(Lignes du jeu de données de pointage d'objets)
►

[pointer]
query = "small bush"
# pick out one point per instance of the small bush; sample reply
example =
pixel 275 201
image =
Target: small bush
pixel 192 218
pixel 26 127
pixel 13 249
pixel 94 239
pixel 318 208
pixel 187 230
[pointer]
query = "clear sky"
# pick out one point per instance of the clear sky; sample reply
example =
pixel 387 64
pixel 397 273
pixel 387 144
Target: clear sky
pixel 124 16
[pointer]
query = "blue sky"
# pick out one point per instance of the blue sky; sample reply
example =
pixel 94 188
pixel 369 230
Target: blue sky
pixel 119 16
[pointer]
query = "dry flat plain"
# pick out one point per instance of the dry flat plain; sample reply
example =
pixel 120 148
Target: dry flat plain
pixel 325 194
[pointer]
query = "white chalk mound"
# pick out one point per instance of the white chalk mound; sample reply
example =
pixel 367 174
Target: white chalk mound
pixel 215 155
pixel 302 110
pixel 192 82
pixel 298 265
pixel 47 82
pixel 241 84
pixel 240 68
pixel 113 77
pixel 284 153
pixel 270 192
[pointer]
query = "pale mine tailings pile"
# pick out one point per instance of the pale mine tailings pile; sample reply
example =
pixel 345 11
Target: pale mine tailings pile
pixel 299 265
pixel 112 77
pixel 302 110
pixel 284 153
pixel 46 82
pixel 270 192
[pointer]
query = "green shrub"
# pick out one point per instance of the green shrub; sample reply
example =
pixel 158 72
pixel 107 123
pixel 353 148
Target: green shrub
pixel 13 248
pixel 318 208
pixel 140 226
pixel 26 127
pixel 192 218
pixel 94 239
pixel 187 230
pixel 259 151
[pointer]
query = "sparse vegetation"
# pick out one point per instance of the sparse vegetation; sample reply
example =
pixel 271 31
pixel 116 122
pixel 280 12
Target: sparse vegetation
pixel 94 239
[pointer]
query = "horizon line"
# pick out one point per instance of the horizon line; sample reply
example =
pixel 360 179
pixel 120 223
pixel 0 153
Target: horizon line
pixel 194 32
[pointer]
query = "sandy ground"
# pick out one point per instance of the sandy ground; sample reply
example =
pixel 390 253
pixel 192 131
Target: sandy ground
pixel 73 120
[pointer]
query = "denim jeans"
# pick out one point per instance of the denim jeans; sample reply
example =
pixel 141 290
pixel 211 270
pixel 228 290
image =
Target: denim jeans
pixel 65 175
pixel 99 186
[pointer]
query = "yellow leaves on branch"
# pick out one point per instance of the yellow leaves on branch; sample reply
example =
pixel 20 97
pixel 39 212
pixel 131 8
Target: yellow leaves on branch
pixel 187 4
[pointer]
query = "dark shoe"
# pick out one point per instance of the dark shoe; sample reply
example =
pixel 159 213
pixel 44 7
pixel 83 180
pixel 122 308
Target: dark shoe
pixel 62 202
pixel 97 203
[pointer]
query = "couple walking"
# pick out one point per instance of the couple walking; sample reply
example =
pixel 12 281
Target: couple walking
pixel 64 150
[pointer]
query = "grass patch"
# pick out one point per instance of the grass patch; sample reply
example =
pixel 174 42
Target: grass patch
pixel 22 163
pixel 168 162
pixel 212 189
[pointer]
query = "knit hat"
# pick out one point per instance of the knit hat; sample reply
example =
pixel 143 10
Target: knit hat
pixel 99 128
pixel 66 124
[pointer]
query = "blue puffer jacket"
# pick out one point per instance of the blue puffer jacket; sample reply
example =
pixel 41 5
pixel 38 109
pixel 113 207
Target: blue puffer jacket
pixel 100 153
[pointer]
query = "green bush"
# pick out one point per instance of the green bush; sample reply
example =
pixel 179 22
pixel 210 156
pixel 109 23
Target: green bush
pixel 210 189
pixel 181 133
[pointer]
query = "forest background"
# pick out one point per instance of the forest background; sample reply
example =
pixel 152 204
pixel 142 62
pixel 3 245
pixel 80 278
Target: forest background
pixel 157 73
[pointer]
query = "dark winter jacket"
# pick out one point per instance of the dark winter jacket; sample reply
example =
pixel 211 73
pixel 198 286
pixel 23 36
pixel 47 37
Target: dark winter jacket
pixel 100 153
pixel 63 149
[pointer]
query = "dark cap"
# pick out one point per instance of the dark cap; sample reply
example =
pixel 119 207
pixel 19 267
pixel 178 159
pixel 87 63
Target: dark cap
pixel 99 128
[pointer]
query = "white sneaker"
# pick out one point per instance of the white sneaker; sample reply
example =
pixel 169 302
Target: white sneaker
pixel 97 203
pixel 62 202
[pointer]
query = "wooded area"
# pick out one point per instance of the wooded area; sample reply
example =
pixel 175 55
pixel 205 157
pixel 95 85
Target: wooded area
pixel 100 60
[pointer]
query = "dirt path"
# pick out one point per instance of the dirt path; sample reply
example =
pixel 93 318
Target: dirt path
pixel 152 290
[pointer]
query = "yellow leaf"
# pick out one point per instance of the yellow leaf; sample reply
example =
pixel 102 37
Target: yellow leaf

◄

### [Consigne]
Recopiez sans rien changer le listing, en partant de sa toute première ligne et en vous arrêtant après la ligne qui contient « pixel 124 16 ».

### [Exercice corrigé]
[pointer]
query = "small bush"
# pick out one point per instance of the small bush; sample reply
example =
pixel 275 201
image =
Target: small bush
pixel 192 218
pixel 26 127
pixel 13 249
pixel 94 239
pixel 318 208
pixel 187 230
[pointer]
query = "clear sky"
# pick out one point per instance of the clear sky; sample reply
example =
pixel 387 64
pixel 397 273
pixel 387 144
Target: clear sky
pixel 124 16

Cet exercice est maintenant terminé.